Object detection lines
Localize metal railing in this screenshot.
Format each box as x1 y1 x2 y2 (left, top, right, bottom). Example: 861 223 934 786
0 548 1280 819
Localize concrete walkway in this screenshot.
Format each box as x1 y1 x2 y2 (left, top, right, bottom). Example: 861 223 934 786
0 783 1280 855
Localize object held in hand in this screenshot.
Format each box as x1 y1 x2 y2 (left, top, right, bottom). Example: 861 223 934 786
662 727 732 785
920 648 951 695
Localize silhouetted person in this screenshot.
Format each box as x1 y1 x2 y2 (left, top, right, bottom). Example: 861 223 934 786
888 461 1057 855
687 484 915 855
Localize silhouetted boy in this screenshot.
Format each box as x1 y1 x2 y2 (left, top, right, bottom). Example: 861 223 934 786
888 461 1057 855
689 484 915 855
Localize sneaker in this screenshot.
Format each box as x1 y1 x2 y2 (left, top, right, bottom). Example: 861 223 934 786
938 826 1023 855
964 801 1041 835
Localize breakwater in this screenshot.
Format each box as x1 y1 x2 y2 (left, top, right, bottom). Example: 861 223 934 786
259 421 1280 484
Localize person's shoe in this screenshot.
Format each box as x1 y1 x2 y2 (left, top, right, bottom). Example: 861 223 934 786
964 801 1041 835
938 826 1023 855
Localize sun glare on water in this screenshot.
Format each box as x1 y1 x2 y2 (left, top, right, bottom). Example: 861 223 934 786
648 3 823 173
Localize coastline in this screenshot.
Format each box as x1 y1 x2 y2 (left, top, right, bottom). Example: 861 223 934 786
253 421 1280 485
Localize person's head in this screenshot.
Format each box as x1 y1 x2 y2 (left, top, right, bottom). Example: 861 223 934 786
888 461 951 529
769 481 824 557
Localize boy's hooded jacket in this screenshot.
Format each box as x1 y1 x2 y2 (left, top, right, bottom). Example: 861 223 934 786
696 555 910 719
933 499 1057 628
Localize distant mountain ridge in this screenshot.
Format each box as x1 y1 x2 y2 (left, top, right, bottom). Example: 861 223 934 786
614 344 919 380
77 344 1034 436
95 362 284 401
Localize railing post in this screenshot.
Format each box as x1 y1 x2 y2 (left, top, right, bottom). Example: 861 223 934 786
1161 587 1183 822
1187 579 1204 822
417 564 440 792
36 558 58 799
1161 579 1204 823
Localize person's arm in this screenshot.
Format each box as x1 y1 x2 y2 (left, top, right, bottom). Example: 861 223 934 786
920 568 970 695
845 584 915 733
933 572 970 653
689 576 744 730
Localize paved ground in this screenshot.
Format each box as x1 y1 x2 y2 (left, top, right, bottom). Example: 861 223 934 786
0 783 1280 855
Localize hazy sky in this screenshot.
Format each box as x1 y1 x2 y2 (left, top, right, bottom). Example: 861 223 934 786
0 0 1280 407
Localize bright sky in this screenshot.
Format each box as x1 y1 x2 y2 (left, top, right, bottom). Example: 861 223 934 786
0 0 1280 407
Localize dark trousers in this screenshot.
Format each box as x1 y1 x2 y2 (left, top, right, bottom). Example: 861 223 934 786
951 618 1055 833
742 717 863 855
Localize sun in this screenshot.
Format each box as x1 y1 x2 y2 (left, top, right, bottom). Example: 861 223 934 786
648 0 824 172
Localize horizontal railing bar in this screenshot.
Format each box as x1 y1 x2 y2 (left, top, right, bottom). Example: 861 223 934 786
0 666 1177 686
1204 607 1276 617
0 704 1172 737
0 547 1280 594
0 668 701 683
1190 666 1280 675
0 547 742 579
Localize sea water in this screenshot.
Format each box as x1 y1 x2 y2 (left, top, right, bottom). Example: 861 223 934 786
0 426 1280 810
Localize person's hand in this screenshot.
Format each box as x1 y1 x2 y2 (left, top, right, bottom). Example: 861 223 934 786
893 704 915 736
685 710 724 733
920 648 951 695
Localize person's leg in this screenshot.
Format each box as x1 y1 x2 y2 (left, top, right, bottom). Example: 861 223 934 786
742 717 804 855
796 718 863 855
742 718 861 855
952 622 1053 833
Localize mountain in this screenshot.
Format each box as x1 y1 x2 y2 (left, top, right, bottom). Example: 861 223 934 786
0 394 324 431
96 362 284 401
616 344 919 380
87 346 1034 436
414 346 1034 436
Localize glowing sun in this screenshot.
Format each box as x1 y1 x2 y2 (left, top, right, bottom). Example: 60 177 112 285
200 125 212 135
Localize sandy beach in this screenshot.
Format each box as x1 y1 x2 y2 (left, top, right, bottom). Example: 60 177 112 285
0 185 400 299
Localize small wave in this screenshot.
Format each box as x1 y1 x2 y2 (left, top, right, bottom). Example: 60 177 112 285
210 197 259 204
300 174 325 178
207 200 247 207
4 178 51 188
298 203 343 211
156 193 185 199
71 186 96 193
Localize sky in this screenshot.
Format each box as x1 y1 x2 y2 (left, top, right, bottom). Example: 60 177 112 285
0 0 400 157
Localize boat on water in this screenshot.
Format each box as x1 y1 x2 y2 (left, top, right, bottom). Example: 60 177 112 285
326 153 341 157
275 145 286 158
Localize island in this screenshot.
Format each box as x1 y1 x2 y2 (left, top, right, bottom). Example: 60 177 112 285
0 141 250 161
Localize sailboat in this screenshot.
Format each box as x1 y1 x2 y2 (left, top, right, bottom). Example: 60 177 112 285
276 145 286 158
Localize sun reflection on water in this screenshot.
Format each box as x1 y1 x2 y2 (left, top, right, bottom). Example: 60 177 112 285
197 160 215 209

Written task -
Rewrite these lines as a numbered list, omitting blank lines.

Answer for the task -
1. Localize metal railing in this screenshot.
2. Format each box as x1 y1 x2 y2 (left, top, right, bottom). Example: 861 223 934 786
3. 0 548 1280 819
4. Localize concrete walkway in this screenshot.
5. Format each box as x1 y1 x2 y2 (left, top, right, bottom). Example: 861 223 934 786
6. 0 783 1280 855
7. Localize object held in hand in this screenshot.
8. Format each box as x1 y1 x2 y2 (left, top, right, bottom). Example: 861 223 934 786
9. 662 727 732 785
10. 920 648 951 695
11. Localize silhouetted person in this screenshot.
12. Format each box as x1 y1 x2 y2 (left, top, right, bottom). Example: 861 223 934 786
13. 888 461 1057 855
14. 687 484 915 855
15. Localize silhouetted boy in this screenshot.
16. Format each box as x1 y1 x2 y2 (left, top, right, bottom). Example: 861 223 934 786
17. 888 461 1057 855
18. 689 484 915 855
19. Localize sneaker in this screenshot.
20. Format each box as x1 y1 x2 y2 (left, top, right, bottom). Example: 861 223 934 786
21. 938 826 1023 855
22. 964 801 1041 835
23. Localize breakwater in this screenshot.
24. Format each box as x1 y1 x2 y2 (left, top, right, bottom). Example: 861 223 934 786
25. 259 421 1280 484
26. Localize person's shoe in this screenshot.
27. Format each box as x1 y1 x2 y2 (left, top, right, bottom). Example: 861 223 934 786
28. 964 801 1041 835
29. 938 826 1023 855
30. Localize sun glare on water in this screenshot.
31. Format each box as x1 y1 x2 y2 (left, top, right, bottom). Example: 861 223 934 786
32. 648 3 823 173
33. Localize coastline in this screenshot.
34. Format each box as x1 y1 x2 y2 (left, top, right, bottom). Example: 861 223 934 786
35. 253 421 1280 485
36. Localize person's head in this screenshot.
37. Format each box as x1 y1 x2 y2 (left, top, right, bottom). Example: 861 223 934 786
38. 888 461 951 529
39. 769 481 824 557
40. Localize boy's hooded jacket in this screenshot.
41. Format each box as x1 y1 x2 y2 (left, top, right, bottom). Example: 861 223 934 786
42. 696 555 910 719
43. 933 499 1057 628
44. Localize distant mountain ridge in this screenshot.
45. Format each box as x1 y1 x2 y2 (left, top, right, bottom). Example: 861 223 934 786
46. 614 344 919 380
47. 77 344 1034 436
48. 95 362 284 401
49. Localize railing post in this screenshot.
50. Format each box as x1 y1 x2 y2 (left, top, right, bottom). Example: 861 223 934 786
51. 1161 587 1183 822
52. 1187 579 1204 822
53. 417 564 440 792
54. 36 558 58 799
55. 1161 579 1204 823
56. Localize person's arm in this screenshot.
57. Format each box as x1 y1 x2 y2 (left, top, right, bottom). Example: 861 223 934 786
58. 920 568 970 695
59. 845 584 915 733
60. 933 572 970 653
61. 689 576 744 730
62. Localize paved ground in this screenshot.
63. Format each box as x1 y1 x2 y2 (left, top, right, bottom). Example: 861 223 934 786
64. 0 783 1280 855
65. Localize hazy sky in this screenshot.
66. Format each box as x1 y1 x2 y2 (left, top, right, bottom). Example: 861 223 934 786
67. 0 0 1280 407
68. Localize bright sky in this screenshot.
69. Format each box as x1 y1 x2 y2 (left, top, right, bottom). Example: 861 223 934 786
70. 0 0 1280 407
71. Localize dark trousers in this screenshot.
72. Format each box as x1 y1 x2 y2 (left, top, right, bottom). Example: 861 223 934 786
73. 951 618 1055 833
74. 742 717 863 855
75. Localize sun in this screenshot.
76. Format each box as x1 y1 x2 y2 (left, top, right, bottom). Example: 861 223 934 786
77. 648 0 824 172
78. Localize horizontal railing bar in this screenshot.
79. Format each box as x1 y1 x2 y2 (left, top, right, bottom). Example: 861 223 934 786
80. 0 666 1177 686
81. 1204 607 1276 617
82. 0 704 1172 737
83. 0 547 1280 594
84. 0 668 701 683
85. 1190 666 1280 675
86. 0 547 742 579
87. Localize sea water in this screenshot.
88. Format each box as x1 y1 x2 y2 (left, top, right, bottom). Example: 861 223 934 786
89. 0 426 1280 810
90. Localize person's hand in this screenshot.
91. Format each box as x1 y1 x2 y2 (left, top, right, bottom). Example: 861 223 934 786
92. 893 704 915 736
93. 685 710 724 733
94. 920 648 951 695
95. Localize person's leg in this screenshot.
96. Format each box as x1 y1 x2 y2 (left, top, right, bottom). Example: 861 223 934 786
97. 742 717 804 855
98. 796 718 863 855
99. 742 718 861 855
100. 952 622 1053 833
101. Localize mountain in this screenshot.
102. Format each box as x1 y1 x2 y2 (left, top, right, bottom). Example: 861 223 934 786
103. 0 394 324 431
104. 96 362 284 401
105. 616 344 919 380
106. 87 346 1034 436
107. 414 346 1034 436
108. Localize glowing sun in this screenshot.
109. Format each box as x1 y1 x2 y2 (left, top, right, bottom). Example: 60 177 112 285
110. 200 125 212 135
111. Localize sandy beach in this screenshot.
112. Format each box as x1 y1 x2 y2 (left, top, right, bottom). Example: 60 177 112 285
113. 0 185 400 299
114. Localize small wave in this screenshot.
115. Format each box as x1 y1 x2 y2 (left, top, right, bottom). Example: 60 177 112 285
116. 210 197 259 204
117. 300 174 325 178
118. 207 200 247 207
119. 4 178 51 188
120. 298 203 343 211
121. 156 193 185 199
122. 71 186 96 193
123. Localize sky in this screenshot.
124. Format each box as x1 y1 x2 y2 (left, top, right, bottom). Example: 60 177 112 285
125. 0 0 400 157
126. Localize boat on water in this screenshot.
127. Format each box as x1 y1 x2 y2 (left, top, right, bottom). Example: 60 177 112 285
128. 326 153 341 157
129. 275 145 286 158
130. Localize island in this screenshot.
131. Format each box as x1 y1 x2 y2 (left, top, right, bottom). Example: 60 177 112 285
132. 0 141 250 161
133. Localize sailboat in this screenshot.
134. Format each box as x1 y1 x2 y2 (left, top, right, bottom). Example: 60 177 112 285
135. 276 145 286 158
136. Localize sun reflection on water in this screenshot.
137. Format each box as x1 y1 x2 y2 (left, top, right, bottom). Example: 60 177 112 285
138. 197 160 215 209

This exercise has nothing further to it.